:: Information given

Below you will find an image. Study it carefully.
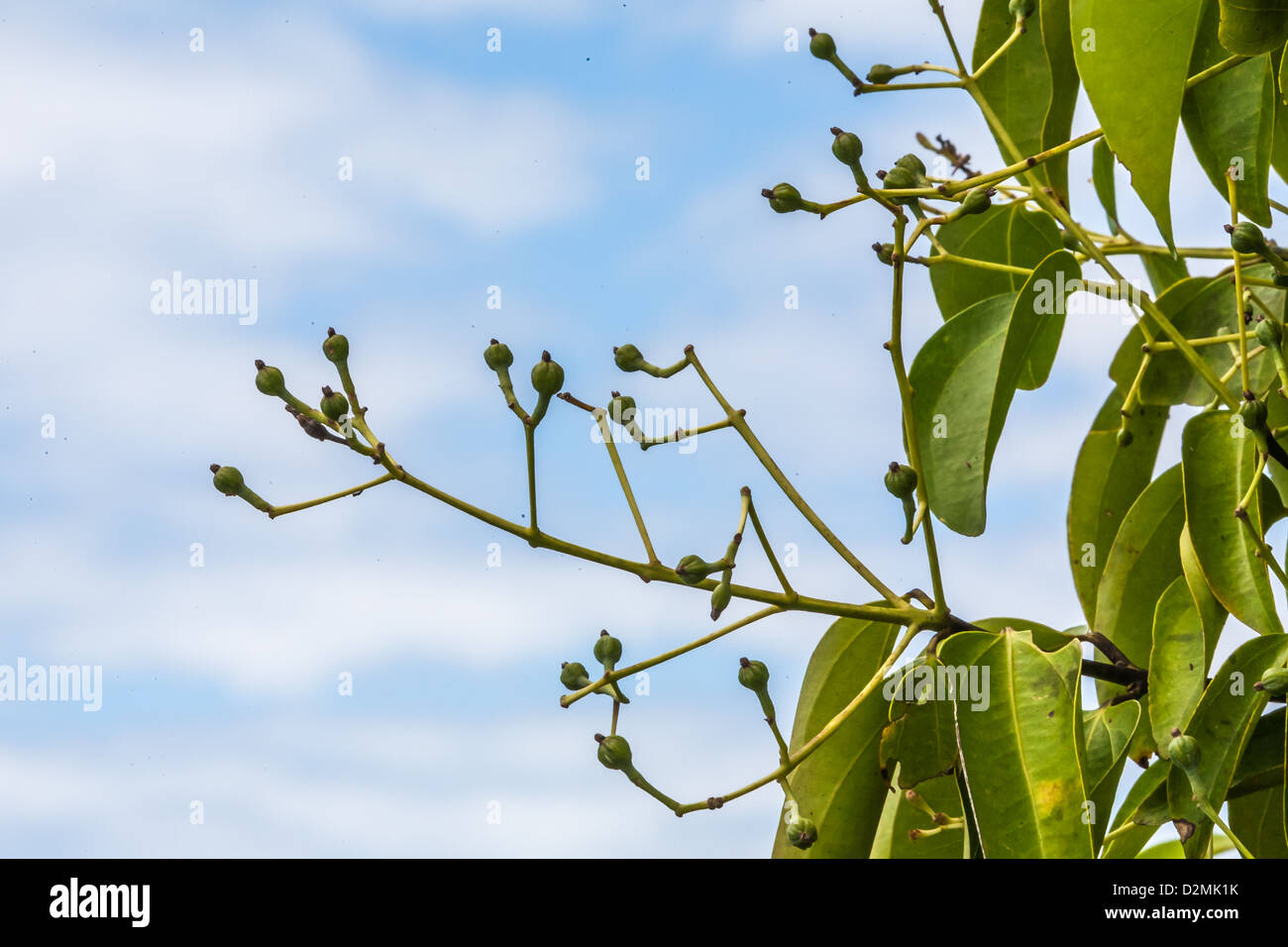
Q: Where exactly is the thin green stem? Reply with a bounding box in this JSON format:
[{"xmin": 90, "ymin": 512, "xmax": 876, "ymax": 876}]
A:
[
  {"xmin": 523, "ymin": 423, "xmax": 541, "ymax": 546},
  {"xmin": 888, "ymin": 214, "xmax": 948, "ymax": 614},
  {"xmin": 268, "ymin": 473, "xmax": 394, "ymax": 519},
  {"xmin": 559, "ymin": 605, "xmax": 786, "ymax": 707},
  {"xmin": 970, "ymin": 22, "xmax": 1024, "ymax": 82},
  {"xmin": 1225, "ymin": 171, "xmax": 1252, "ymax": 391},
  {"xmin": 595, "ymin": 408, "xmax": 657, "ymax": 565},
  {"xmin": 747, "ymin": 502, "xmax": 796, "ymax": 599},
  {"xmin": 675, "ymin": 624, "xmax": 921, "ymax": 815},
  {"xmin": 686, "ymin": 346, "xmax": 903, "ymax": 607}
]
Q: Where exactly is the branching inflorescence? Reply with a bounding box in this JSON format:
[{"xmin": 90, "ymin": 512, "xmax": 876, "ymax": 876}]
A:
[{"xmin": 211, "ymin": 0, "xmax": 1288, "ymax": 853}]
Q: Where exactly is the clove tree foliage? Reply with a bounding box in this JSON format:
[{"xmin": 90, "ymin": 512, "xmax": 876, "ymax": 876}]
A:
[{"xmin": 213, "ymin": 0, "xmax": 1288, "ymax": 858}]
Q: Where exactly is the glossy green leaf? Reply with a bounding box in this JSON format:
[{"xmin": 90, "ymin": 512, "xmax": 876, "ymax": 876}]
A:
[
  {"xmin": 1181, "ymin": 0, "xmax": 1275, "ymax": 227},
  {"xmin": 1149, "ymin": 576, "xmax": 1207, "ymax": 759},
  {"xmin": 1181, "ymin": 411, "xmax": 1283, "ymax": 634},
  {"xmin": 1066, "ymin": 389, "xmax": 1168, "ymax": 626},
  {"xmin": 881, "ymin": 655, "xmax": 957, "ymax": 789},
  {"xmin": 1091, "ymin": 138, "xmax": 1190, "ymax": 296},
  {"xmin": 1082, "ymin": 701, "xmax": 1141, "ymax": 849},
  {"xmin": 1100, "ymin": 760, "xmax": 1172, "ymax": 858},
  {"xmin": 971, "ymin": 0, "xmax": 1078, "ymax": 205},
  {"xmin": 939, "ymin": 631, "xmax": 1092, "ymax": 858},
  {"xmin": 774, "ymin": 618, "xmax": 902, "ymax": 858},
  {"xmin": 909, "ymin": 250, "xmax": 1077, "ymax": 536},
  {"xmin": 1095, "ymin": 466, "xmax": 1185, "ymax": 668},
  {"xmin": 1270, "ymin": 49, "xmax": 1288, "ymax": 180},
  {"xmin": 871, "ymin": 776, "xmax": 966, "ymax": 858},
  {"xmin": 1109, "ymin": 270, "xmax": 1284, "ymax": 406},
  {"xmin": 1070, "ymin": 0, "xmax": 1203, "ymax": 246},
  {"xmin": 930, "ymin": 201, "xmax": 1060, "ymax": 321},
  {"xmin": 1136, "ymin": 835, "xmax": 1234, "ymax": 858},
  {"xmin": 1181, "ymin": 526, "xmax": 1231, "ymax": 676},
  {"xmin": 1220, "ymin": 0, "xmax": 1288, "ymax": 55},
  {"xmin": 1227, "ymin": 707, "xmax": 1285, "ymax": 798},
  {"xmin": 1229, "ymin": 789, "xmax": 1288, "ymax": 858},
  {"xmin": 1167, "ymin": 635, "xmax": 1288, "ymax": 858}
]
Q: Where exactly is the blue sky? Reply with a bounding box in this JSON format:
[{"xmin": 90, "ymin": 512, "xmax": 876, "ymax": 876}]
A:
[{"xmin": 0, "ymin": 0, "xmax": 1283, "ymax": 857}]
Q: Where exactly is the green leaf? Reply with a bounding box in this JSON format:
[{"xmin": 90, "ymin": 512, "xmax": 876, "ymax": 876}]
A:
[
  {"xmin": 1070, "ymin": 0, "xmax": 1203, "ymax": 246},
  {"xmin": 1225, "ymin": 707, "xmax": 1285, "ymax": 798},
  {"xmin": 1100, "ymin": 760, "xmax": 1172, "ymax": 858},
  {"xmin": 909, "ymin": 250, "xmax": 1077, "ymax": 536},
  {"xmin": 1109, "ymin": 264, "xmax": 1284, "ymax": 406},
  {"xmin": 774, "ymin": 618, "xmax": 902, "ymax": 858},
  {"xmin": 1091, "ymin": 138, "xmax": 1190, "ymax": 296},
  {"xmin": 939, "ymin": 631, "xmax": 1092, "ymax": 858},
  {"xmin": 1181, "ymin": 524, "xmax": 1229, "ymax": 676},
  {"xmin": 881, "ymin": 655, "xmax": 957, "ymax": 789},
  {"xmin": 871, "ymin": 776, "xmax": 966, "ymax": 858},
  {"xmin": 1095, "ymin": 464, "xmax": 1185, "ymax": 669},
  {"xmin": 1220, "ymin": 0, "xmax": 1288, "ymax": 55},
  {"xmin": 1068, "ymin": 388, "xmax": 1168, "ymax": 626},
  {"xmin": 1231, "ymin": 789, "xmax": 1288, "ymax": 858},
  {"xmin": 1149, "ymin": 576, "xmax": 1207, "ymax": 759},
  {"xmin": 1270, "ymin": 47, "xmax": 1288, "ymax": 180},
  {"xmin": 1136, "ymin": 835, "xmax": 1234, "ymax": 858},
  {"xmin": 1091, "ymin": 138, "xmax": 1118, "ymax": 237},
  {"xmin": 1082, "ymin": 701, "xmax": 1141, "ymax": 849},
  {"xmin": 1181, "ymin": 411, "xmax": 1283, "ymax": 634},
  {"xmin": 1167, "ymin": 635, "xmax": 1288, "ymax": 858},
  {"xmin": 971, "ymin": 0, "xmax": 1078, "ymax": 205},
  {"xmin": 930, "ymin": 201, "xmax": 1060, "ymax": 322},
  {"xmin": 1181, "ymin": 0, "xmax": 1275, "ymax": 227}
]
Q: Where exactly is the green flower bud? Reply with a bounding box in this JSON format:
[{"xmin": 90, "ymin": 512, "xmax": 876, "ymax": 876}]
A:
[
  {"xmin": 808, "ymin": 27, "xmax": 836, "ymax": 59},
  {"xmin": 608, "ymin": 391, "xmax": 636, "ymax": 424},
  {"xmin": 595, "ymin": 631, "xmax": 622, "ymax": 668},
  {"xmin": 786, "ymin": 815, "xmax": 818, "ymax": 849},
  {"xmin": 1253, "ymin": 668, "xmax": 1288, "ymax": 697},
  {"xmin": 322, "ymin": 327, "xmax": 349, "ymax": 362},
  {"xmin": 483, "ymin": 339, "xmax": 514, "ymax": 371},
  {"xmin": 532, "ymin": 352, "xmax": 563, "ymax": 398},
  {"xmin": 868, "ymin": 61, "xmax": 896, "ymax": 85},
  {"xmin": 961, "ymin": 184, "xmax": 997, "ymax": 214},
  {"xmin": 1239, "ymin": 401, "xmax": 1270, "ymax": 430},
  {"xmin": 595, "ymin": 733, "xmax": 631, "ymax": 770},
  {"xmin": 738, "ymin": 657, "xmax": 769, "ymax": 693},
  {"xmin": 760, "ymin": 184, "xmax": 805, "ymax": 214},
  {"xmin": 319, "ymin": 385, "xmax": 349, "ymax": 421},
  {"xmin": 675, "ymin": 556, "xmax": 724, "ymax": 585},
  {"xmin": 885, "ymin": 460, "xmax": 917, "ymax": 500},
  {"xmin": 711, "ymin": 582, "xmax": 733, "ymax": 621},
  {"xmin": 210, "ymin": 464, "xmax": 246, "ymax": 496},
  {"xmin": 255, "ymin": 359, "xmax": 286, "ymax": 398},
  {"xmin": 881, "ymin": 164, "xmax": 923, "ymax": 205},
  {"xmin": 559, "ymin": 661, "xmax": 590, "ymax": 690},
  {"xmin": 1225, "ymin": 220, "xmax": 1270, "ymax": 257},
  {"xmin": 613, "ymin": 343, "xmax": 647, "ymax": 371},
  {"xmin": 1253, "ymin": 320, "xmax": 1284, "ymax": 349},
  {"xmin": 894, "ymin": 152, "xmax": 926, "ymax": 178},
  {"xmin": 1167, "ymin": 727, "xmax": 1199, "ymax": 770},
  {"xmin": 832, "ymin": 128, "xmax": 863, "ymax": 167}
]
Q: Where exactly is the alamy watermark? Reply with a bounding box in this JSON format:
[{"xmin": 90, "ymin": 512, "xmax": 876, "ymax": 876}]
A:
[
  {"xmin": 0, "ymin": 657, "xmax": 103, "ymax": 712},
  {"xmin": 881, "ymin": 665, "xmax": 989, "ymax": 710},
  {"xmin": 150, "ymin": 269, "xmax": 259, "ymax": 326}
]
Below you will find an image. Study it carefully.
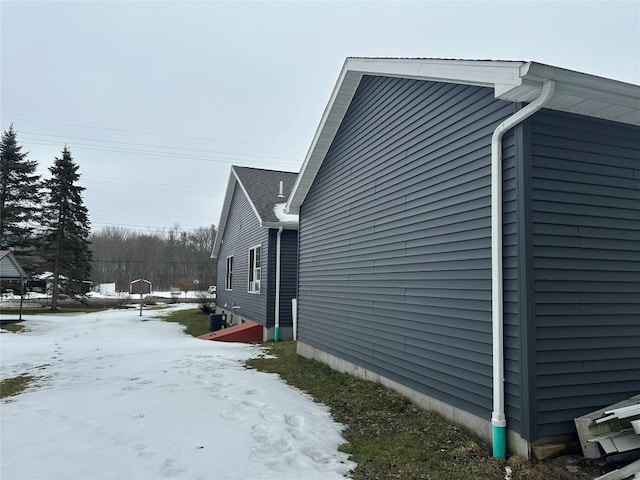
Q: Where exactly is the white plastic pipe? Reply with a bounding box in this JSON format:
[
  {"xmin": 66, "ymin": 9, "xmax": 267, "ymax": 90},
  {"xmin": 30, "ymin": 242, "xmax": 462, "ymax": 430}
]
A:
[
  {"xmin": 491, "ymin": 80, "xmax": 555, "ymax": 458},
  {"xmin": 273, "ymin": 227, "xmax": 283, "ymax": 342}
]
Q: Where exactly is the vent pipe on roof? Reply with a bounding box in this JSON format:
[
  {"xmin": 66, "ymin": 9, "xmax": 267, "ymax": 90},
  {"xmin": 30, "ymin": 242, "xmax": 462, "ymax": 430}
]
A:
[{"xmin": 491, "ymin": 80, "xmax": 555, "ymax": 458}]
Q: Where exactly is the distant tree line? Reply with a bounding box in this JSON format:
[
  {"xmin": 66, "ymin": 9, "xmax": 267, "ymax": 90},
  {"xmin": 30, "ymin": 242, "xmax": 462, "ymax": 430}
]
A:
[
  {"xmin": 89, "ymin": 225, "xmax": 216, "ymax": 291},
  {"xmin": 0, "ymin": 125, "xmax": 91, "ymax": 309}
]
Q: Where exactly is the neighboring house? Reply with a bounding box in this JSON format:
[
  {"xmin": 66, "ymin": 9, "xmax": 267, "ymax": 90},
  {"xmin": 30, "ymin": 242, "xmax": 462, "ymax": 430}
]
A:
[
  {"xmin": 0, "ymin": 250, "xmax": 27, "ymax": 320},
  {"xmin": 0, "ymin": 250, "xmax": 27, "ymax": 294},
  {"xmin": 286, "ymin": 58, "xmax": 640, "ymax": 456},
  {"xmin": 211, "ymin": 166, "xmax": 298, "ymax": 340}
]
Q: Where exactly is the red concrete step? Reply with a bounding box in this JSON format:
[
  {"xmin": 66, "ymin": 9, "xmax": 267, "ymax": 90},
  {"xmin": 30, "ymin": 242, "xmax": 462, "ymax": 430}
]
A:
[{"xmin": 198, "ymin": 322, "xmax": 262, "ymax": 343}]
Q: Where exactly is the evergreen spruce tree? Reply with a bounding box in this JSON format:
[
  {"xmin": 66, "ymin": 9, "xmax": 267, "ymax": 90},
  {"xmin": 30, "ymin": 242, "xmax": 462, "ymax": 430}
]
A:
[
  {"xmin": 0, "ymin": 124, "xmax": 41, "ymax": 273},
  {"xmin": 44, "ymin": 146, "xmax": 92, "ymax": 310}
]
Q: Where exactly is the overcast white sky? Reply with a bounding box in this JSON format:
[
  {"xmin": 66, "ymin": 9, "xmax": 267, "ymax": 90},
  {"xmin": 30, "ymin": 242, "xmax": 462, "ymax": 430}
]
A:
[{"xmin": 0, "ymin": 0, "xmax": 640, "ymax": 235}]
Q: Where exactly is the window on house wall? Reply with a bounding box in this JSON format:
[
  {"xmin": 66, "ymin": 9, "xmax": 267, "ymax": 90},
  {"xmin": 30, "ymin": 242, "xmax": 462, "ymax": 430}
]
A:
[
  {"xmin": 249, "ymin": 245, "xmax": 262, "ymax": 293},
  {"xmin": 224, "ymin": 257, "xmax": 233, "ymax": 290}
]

::::

[The request] Convert the lines from the one containing "Q: Where exactly is the window" through the end of the records into a JSON list of strings, with one string per line and blank lines left out.

[Correct output]
[
  "Q: Where exactly is the window on house wall? Reply with a bounding box in this JSON format:",
  "[",
  "  {\"xmin\": 66, \"ymin\": 9, \"xmax\": 267, \"ymax\": 90},",
  "  {\"xmin\": 30, \"ymin\": 242, \"xmax\": 462, \"ymax\": 430}",
  "]",
  "A:",
  "[",
  "  {\"xmin\": 249, \"ymin\": 245, \"xmax\": 262, \"ymax\": 293},",
  "  {\"xmin\": 224, \"ymin\": 257, \"xmax\": 233, \"ymax\": 290}",
  "]"
]